Data provided:
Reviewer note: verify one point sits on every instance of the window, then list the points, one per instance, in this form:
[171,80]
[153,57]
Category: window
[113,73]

Problem requirements:
Make an exact copy of all the data.

Answer to this task:
Reviewer note: verify one point sits on every instance of the window, then list the points, one per instance, in this form:
[171,80]
[153,57]
Category: window
[113,73]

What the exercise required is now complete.